### EXERCISE INSTRUCTIONS
Retype the stretch from "Apparently there was" through "typically nostalgia-laden affairs." in the text below about The New Cars gig in Boston.

### EXERCISE TEXT
The New Cars

Starring Kasim Sulton

Tuesday 2nd May 2006

First Act Guitar Studio, Boston, MA

On Tuesday 2nd May 2006 Kasim Sulton played another "intimate" gig as part of The New Cars - this time in The Cars hometown of Boston, MA!

This gig was held in conjunction with the radio station Mix 98.5FM and was to advertise The New Cars forthcoming concert in Boston on Wednesday 7th June at the Bank Of America Pavilion. Reports from fans vary about where this gig was played as someone said that it was at the State Room and someone else that it was First Act Guitar Studio on Boyleston Street. Both venues are reported to only hold a couple of hundred people.

Apparently there was a photo posted of the gig in today's printed version of The Boston Globe. The online edition has a review added here but as it contains some of those "your computer has a virus, check it here" pop-ups and as newspaper articles often disappear after a while, it's replicated below:

"The New Cars go for a spin in Hub
By Christopher Blagg
Wednesday, May 3, 2006 - Updated: 01:30 AM EST

Rock show reunions are typically nostalgia-laden affairs.

Still, it’s hard to get too worked up over a reunion that’s missing the band’s chief songwriter, singer and most recognizable face. Now dubbed The New Cars, the Boston rock legends formerly known as The Cars made their Hub debut at First Act Guitar Studio in the Back Bay last night, minus the inimitable Ric Ocasek. Power-pop veteran Todd Rundgren took Ocasek’s spot in the band, which featured only two of the original Cars, guitarist Elliott Easton and keyboardist Greg Hawkes.

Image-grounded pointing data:
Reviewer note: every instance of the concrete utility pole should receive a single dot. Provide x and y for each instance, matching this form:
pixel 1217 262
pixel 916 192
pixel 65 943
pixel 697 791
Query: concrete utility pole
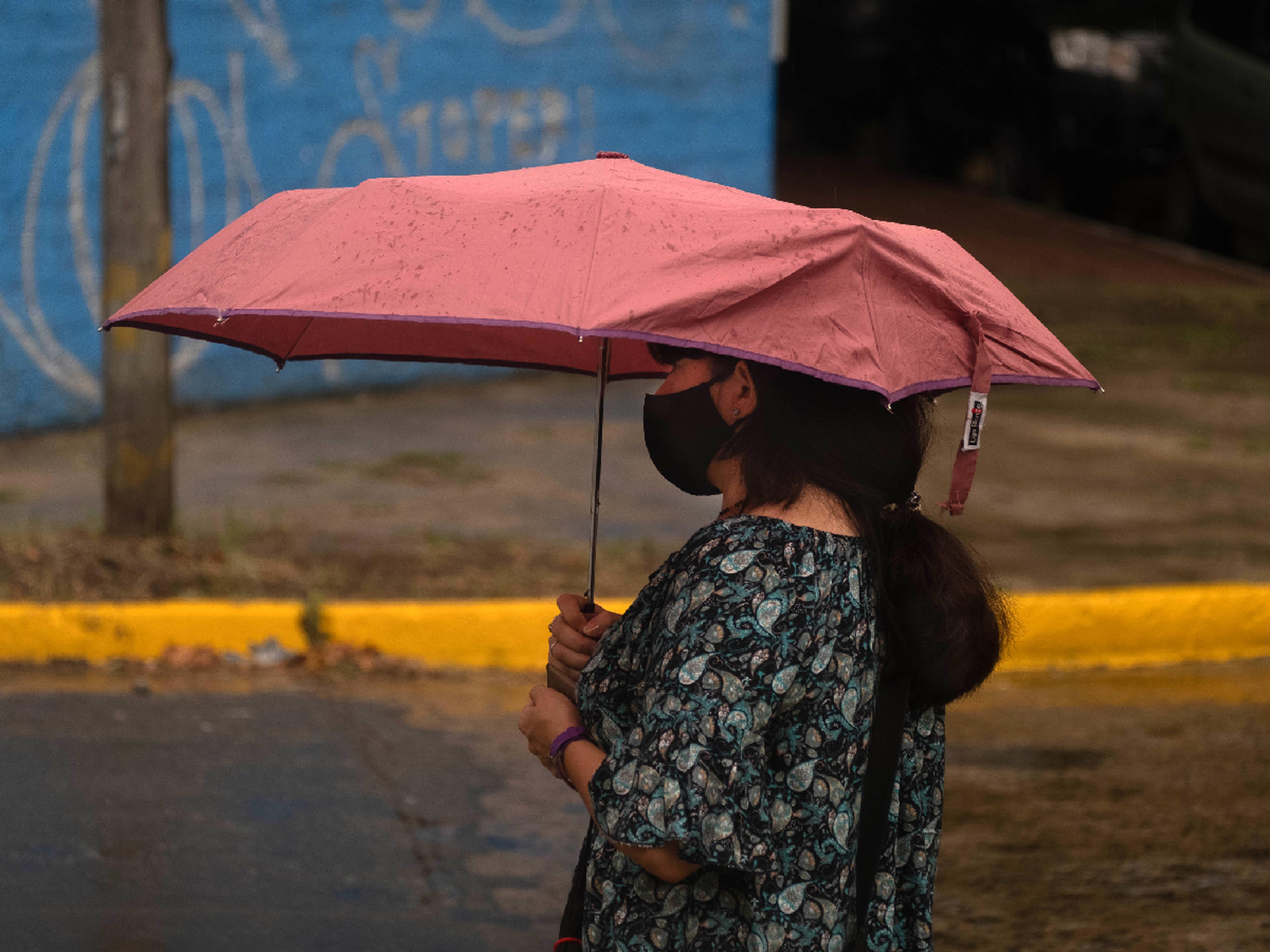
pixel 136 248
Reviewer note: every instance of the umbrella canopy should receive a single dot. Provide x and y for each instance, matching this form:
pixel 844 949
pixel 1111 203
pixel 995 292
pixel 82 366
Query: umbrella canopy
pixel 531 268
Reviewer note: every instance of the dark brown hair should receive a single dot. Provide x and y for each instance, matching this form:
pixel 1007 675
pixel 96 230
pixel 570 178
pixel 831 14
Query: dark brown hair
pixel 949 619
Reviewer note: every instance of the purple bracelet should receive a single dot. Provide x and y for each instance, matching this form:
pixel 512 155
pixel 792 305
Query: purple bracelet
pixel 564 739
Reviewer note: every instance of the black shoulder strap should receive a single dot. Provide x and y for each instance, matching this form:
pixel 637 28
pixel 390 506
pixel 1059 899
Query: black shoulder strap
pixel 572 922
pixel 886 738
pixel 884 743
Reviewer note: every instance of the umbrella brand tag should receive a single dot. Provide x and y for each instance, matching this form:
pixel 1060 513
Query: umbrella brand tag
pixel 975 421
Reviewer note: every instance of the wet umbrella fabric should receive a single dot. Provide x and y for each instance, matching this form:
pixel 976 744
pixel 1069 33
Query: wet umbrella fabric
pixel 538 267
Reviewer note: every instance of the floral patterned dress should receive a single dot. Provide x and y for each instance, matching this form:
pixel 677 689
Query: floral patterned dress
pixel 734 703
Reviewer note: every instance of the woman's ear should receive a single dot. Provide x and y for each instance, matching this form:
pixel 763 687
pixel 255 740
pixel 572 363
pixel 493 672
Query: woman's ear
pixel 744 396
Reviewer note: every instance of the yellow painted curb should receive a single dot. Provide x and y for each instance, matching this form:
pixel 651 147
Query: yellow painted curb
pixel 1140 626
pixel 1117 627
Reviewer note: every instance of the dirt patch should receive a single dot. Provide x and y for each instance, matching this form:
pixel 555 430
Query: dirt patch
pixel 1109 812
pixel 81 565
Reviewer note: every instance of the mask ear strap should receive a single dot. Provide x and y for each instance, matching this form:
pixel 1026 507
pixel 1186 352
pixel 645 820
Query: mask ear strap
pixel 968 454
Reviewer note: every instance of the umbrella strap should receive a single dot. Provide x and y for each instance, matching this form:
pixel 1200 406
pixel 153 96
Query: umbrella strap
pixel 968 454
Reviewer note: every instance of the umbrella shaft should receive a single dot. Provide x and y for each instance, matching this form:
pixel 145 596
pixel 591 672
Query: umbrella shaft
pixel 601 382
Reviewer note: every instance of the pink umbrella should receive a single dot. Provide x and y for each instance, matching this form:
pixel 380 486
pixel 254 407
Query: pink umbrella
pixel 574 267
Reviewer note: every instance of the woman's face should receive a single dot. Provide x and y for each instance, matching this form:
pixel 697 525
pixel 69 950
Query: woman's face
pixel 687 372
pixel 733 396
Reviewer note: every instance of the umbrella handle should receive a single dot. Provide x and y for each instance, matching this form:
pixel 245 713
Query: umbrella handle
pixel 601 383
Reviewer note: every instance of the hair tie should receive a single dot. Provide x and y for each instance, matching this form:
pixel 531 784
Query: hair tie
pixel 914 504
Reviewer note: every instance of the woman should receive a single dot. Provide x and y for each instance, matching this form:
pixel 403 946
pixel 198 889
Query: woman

--

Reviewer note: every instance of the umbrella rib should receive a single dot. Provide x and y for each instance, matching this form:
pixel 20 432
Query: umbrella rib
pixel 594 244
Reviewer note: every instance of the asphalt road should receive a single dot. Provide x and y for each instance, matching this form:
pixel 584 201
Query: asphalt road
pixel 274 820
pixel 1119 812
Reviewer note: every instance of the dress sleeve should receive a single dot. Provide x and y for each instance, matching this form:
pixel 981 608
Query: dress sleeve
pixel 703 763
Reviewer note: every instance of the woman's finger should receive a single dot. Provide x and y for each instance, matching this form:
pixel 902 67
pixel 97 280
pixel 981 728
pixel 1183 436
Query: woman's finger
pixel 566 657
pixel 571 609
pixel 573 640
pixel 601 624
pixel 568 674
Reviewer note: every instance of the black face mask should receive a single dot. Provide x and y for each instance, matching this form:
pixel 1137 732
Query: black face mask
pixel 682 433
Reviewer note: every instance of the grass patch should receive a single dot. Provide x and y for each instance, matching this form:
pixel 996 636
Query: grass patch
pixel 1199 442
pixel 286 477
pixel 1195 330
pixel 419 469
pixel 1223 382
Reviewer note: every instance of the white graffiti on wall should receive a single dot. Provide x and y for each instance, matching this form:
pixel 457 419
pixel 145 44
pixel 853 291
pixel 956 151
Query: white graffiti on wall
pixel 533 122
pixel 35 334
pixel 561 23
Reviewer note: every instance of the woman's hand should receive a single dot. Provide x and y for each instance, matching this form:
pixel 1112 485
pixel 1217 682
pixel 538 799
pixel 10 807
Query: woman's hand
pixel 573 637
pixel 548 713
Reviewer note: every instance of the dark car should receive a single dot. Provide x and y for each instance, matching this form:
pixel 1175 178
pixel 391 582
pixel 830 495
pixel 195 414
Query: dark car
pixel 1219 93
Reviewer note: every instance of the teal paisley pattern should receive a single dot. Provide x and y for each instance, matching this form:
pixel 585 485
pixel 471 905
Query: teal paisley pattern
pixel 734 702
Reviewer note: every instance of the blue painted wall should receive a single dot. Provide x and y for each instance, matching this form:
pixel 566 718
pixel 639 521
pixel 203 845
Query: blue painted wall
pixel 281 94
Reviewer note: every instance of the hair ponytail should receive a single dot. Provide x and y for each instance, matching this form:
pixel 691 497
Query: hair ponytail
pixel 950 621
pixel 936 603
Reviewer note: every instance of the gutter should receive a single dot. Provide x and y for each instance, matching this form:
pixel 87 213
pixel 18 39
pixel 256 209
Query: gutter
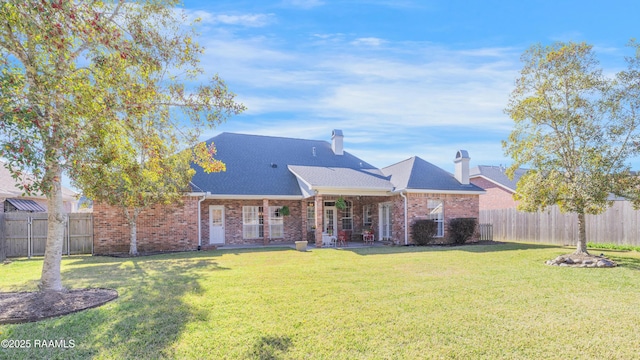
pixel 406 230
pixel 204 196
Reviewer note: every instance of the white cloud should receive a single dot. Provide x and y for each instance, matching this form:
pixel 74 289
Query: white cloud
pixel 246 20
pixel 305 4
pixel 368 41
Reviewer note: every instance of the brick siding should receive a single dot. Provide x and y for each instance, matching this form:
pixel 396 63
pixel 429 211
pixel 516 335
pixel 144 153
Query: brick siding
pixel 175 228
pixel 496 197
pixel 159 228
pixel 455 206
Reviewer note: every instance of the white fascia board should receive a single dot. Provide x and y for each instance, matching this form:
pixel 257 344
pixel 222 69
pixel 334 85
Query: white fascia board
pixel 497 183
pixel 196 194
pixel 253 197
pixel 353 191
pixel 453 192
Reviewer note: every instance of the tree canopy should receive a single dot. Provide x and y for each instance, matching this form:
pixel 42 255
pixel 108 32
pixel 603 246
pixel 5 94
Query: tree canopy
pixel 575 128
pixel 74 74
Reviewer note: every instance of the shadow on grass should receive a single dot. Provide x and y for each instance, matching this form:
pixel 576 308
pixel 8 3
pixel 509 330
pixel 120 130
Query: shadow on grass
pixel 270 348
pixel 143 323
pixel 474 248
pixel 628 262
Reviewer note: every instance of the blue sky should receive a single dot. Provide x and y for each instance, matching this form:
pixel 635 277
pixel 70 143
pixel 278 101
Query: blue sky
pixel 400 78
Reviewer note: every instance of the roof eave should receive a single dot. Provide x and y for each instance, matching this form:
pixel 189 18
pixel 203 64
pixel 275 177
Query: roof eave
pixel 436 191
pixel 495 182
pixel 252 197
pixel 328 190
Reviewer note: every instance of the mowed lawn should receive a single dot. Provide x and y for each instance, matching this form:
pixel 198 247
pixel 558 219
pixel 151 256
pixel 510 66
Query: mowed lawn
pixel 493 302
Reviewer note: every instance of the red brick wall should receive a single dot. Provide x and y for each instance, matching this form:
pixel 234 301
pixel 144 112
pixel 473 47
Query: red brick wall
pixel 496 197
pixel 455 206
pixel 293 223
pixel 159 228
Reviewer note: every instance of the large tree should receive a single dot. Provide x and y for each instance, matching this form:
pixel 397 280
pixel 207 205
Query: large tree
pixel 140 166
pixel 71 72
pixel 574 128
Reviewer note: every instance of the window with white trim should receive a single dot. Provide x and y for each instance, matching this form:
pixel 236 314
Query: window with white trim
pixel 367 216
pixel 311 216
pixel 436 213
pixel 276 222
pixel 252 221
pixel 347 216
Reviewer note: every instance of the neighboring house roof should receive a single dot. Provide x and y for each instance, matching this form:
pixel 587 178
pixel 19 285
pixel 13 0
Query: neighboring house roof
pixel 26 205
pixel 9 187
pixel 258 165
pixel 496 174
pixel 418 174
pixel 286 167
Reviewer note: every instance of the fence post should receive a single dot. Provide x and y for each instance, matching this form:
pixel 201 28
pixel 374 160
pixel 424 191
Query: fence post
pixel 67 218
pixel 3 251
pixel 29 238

* * *

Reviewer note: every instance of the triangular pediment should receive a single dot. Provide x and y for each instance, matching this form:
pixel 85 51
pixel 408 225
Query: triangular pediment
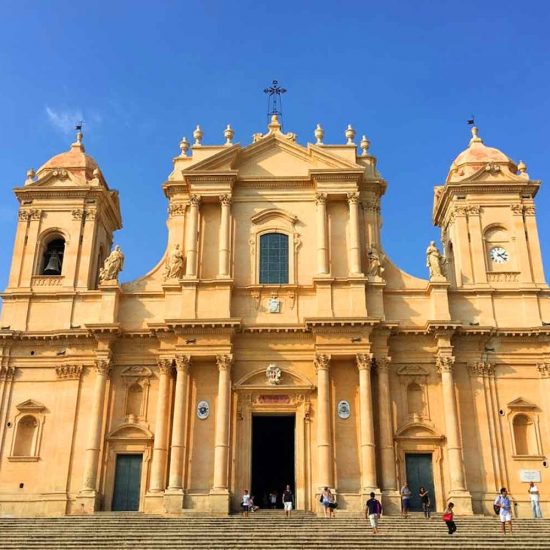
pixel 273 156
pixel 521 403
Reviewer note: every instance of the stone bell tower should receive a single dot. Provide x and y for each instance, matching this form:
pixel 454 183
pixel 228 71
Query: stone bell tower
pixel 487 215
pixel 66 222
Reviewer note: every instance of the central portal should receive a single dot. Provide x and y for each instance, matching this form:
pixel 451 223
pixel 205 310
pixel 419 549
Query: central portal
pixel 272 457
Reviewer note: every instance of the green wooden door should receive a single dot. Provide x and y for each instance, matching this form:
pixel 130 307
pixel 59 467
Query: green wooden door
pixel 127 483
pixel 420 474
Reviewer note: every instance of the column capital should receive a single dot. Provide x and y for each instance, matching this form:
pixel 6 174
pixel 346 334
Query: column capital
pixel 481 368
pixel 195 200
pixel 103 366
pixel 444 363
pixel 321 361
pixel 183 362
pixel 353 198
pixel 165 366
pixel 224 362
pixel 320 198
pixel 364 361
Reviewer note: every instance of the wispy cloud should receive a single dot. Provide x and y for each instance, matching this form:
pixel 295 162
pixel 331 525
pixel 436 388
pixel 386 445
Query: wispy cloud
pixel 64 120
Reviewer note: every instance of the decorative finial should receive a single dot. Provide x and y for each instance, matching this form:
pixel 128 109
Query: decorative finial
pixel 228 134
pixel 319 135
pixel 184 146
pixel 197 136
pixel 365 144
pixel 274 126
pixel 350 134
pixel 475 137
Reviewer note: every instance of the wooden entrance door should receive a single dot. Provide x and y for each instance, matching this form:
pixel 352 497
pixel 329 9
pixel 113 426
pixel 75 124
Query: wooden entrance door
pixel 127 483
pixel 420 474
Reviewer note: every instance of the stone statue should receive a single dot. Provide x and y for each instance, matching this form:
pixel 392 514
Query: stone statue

### ANSWER SECTION
Apparently there was a photo posted of the gig in today's printed version of The Boston Globe. The online edition has a review added here but as it contains some of those "your computer has a virus, check it here" pop-ups and as newspaper articles often disappear after a while, it's replicated below:

"The New Cars go for a spin in Hub
By Christopher Blagg
Wednesday, May 3, 2006 - Updated: 01:30 AM EST

Rock show reunions are typically nostalgia-laden affairs.